Return, word for word, every line that follows.

(Data records)
=====
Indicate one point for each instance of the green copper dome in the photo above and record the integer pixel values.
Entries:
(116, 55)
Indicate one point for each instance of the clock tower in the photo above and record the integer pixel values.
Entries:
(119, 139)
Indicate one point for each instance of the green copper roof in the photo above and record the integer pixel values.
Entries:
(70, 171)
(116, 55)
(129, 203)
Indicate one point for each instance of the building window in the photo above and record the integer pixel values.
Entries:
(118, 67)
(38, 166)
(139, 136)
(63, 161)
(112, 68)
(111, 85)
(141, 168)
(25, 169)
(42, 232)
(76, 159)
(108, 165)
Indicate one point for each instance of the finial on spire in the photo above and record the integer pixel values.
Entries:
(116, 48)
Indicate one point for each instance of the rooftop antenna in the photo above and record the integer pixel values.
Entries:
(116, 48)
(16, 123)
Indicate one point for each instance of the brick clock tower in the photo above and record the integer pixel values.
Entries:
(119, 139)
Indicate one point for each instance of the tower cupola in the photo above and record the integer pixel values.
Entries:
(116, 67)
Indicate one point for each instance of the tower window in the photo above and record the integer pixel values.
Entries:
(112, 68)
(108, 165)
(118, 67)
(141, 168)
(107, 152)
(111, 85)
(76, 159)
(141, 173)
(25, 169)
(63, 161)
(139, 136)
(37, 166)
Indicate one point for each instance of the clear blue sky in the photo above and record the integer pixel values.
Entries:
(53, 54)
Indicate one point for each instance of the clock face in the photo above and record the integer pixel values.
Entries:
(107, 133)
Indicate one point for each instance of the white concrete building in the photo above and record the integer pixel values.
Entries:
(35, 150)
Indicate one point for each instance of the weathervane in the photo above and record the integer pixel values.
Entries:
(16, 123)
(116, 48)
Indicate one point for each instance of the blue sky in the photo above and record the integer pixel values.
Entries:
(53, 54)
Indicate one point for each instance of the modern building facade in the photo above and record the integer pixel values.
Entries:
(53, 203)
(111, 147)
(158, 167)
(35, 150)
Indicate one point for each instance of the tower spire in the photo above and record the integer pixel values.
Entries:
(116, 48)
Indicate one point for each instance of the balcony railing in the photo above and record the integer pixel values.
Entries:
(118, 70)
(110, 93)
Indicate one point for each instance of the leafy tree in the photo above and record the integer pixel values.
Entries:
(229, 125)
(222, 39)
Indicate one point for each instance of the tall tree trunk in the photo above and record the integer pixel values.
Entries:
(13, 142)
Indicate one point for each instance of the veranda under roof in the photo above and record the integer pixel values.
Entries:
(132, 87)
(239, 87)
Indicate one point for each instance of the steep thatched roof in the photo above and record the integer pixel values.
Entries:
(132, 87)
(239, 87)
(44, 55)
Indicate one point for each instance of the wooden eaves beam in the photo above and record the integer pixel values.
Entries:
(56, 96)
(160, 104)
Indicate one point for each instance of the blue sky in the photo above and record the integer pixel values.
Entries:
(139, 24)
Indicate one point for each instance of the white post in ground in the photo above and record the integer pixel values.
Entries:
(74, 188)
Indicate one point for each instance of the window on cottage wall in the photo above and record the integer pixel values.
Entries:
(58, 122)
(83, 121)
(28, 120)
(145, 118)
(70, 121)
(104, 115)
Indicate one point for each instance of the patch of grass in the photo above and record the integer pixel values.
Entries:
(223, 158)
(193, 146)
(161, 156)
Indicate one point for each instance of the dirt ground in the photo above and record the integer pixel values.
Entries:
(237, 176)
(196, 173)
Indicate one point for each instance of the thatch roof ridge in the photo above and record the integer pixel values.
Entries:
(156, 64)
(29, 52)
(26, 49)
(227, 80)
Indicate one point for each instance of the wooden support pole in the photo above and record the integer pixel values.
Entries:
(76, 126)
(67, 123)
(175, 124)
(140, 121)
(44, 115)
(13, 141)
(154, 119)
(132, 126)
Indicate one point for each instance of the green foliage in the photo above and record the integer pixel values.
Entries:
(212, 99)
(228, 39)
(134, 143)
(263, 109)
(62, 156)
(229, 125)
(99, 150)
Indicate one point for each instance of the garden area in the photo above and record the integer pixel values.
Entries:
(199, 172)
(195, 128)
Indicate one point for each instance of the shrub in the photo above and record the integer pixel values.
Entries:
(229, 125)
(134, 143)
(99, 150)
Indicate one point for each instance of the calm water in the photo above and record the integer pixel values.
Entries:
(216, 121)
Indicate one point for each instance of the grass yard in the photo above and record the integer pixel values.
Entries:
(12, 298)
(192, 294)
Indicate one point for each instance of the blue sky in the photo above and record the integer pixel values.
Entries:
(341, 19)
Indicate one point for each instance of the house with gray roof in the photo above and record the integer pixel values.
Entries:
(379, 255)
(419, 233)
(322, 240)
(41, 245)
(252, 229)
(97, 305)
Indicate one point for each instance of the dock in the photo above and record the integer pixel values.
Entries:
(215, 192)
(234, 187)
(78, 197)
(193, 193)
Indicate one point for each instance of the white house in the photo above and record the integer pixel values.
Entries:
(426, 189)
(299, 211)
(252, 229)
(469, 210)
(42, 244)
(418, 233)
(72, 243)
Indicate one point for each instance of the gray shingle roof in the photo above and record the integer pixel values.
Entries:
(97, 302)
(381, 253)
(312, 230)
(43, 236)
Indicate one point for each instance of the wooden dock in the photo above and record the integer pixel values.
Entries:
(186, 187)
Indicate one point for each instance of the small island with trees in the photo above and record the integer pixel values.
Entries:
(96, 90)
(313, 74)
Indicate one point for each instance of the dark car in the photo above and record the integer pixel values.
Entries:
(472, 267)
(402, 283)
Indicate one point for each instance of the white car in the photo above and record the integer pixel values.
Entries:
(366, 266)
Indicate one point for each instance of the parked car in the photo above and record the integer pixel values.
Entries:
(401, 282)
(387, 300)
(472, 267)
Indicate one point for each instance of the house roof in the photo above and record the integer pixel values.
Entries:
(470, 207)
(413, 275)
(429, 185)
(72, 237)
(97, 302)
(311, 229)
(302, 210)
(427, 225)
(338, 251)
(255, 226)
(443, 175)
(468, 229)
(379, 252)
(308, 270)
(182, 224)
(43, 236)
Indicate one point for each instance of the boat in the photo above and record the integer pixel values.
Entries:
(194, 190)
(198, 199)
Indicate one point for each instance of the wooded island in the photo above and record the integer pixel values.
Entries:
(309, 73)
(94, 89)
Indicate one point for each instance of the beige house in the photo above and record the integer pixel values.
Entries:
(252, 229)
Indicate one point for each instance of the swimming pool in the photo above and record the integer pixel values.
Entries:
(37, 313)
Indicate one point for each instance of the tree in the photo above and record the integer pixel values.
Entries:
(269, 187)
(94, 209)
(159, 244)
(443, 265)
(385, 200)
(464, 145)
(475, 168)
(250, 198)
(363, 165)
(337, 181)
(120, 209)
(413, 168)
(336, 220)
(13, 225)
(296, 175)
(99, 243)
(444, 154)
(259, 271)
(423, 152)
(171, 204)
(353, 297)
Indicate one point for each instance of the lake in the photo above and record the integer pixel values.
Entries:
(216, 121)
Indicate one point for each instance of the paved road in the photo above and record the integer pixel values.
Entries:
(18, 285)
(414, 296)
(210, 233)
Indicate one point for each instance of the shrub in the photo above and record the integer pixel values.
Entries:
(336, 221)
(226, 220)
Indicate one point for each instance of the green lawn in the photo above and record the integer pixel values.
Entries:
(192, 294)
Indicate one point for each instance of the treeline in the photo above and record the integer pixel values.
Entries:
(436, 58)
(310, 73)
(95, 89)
=====
* **Written solution**
Indicate one point for each instance of the green copper dome in the photo above and record the integer pixel values.
Entries:
(116, 55)
Indicate one point for each instance of the clock tower in the photo above and record the integer pixel values.
Entries:
(119, 139)
Indicate one point for each instance of the green copper roof in the photo above and record the integer pixel values.
Entries:
(70, 171)
(116, 55)
(129, 203)
Indicate one point for each instance of the building window in the photo above and record the integer pixel values.
Entries:
(118, 67)
(38, 166)
(139, 136)
(63, 161)
(112, 68)
(111, 85)
(141, 168)
(25, 169)
(42, 232)
(76, 159)
(108, 165)
Indicate one point for each instance of the finial on spire in the photo above and record the integer pixel values.
Entries:
(116, 48)
Indicate one point for each instance of the rooftop antenna in the photo above and record the integer pixel values.
Entries:
(116, 48)
(16, 123)
Indicate one point for each instance of the brick clock tower in the photo above and record the integer pixel values.
Entries:
(119, 139)
Indicate one point for each instance of the tower cupola in the photo above and record the integer pixel values.
Entries:
(116, 67)
Indicate one point for each instance of the tower window in the photo above and record the integer pixel values.
Entries:
(112, 68)
(108, 165)
(118, 67)
(141, 168)
(107, 152)
(111, 85)
(76, 159)
(141, 173)
(25, 169)
(63, 161)
(139, 136)
(37, 166)
Indicate one point for each instance of the clear blue sky in the photo above and record the integer pixel values.
Entries:
(53, 54)
Indicate one point for each instance of the clock face in the photo above and record the integer pixel values.
Entries:
(107, 133)
Indicate one point for each instance of the white concrete building in the photo above and record the integer pixel values.
Entries:
(35, 150)
Indicate one point for each instance of the weathervane in the photo above and record the integer pixel values.
Entries:
(16, 123)
(116, 48)
Indicate one point for each instance of the blue sky in the photo above and record the integer pixel values.
Entries:
(53, 54)
Indicate one point for each instance of the modern building facade in the photo above and record the integer pixel values.
Entries:
(53, 203)
(111, 147)
(158, 167)
(35, 150)
Indicate one point for each instance of the tower spire in the photo above and record the integer pixel values.
Entries:
(116, 48)
Indicate one point for each instance of the balcony railing in the photo above and record the integer pixel values.
Entries:
(118, 70)
(110, 93)
Indicate one point for each instance of the leafy tree in the photo above and record the integer pixel values.
Entries:
(229, 125)
(222, 39)
Indicate one point for each instance of the tall tree trunk in the photo above and record the integer pixel values.
Entries:
(13, 142)
Indicate one point for each instance of the veranda under roof in the photo above and record the integer pixel values.
Entries:
(132, 87)
(239, 87)
Indicate one point for each instance of the steep thatched roof in the photo above and record the integer pixel values.
Entries:
(132, 87)
(239, 87)
(44, 55)
Indicate one point for each instance of the wooden eaves beam in the photo above and record the integer pixel values.
Entries:
(56, 96)
(160, 104)
Indicate one point for each instance of the blue sky in the photo above and record the integer pixel values.
Entries:
(139, 24)
Indicate one point for each instance of the white post in ground in the photo above and record the integer pixel values.
Entries:
(74, 188)
Indicate one point for each instance of the window on cottage wall in the photo above and record the integer pixel values.
Entries:
(58, 122)
(83, 121)
(28, 120)
(145, 118)
(70, 121)
(104, 115)
Indicate one point for each instance of the patch of grass in the photo above and record the integer pixel values.
Entries:
(223, 158)
(193, 146)
(161, 156)
Indicate one point for each instance of the dirt ground in the photo above and record the integer pixel values.
Entries:
(237, 176)
(196, 173)
Indicate one point for each instance of the thatch roof ridge in the photo above and record the integer pixel values.
Entries:
(156, 64)
(29, 52)
(26, 49)
(227, 80)
Indicate one point for each instance of the wooden support pole in the photo above and record the integer pixel values.
Entries:
(76, 126)
(67, 123)
(175, 124)
(140, 121)
(44, 115)
(13, 141)
(154, 119)
(132, 126)
Indicate one point for each instance of the green foliage in the photo above and record the integer pixel values.
Entries:
(212, 99)
(228, 39)
(134, 143)
(263, 109)
(62, 156)
(229, 125)
(99, 150)
Indicate one point for each instance of the garden area in the photo above and record the integer pixel values.
Entries:
(199, 172)
(195, 128)
Indicate one point for each instance of the shrub in the photo above and record the integer pixel values.
Entries:
(229, 125)
(134, 143)
(99, 150)
Indicate one point for each instance of the calm water in the photo above and record the integer pixel values.
Entries:
(216, 121)
Indicate one point for each instance of the grass yard in the photo above and record the integer pixel values.
Entries:
(12, 298)
(192, 294)
Indicate one point for each instance of the blue sky in the photo above and record the integer pixel values.
Entries:
(341, 19)
Indicate one point for each instance of the house with gray roof in the photo above and record the integer pixel values.
Entries:
(379, 255)
(419, 233)
(322, 240)
(41, 245)
(252, 229)
(97, 305)
Indicate one point for each instance of the dock in the photo above and record the integer pixel values.
Entries:
(215, 192)
(234, 187)
(78, 197)
(193, 193)
Indicate one point for each instance of the white house in the photo above and record the integer pixel values.
Entries:
(426, 189)
(299, 211)
(252, 229)
(469, 210)
(42, 244)
(418, 233)
(72, 243)
Indicate one point for each instance of the gray shingle roof in the photo above and record the integer pixel values.
Entries:
(97, 302)
(381, 253)
(312, 230)
(43, 236)
Indicate one point for each instance of the wooden dock in the photo above and record the integer pixel values.
Entries:
(186, 187)
Indicate one point for each instance of the small island with trees in the photo above and record the integer pixel values.
Entries:
(96, 90)
(313, 74)
Indicate one point for each instance of the dark car in the photo above and record the integer pixel values.
Entries:
(472, 267)
(402, 283)
Indicate one point for each instance of the white car in the photo above and record the integer pixel values.
Entries:
(366, 266)
Indicate one point for each instance of the parked car in the photo above and record the integer pixel values.
Entries:
(401, 282)
(387, 300)
(472, 267)
Indicate one point for each instance of the house roof in the photo above and record the integer pixel values.
Entries:
(470, 207)
(413, 275)
(429, 185)
(72, 237)
(97, 302)
(311, 229)
(302, 210)
(427, 225)
(338, 251)
(255, 226)
(443, 175)
(468, 229)
(379, 252)
(308, 270)
(182, 224)
(43, 236)
Indicate one point for each instance of the boat in the photo above and record the integer pixel values.
Entries:
(194, 190)
(198, 199)
Indicate one point for each instance of the wooded island in the photo above and record the integer pixel values.
Entries:
(309, 73)
(94, 89)
Indicate one point for each instance of the beige house in the photo above and record the integer pixel values.
Entries:
(252, 229)
Indicate one point for each instance of the swimming pool in the photo above and record the integer pixel values.
Entries:
(37, 313)
Indicate one point for each instance of the tree in the photo above and record the integer pixel values.
Entries:
(269, 187)
(94, 209)
(159, 244)
(443, 265)
(385, 200)
(464, 145)
(475, 168)
(250, 198)
(363, 165)
(337, 181)
(120, 209)
(413, 168)
(336, 220)
(13, 225)
(296, 175)
(99, 243)
(444, 154)
(259, 271)
(423, 152)
(171, 204)
(353, 297)
Indicate one point for each instance of the lake in the photo above and record the integer pixel values.
Entries:
(216, 121)
Indicate one point for each instance of the paved road in the photo above and record the integer pixel values.
Entries:
(18, 285)
(414, 296)
(210, 233)
Indicate one point for each instance of the shrub in the photo above and record the integer pixel values.
Entries:
(336, 221)
(226, 220)
Indicate one point for each instance of the green lawn in the photo above and record the integer pixel values.
Entries:
(192, 294)
Indicate one point for each instance of the treeline in the photo above and record the integer pixel values.
Entries:
(436, 58)
(310, 73)
(95, 89)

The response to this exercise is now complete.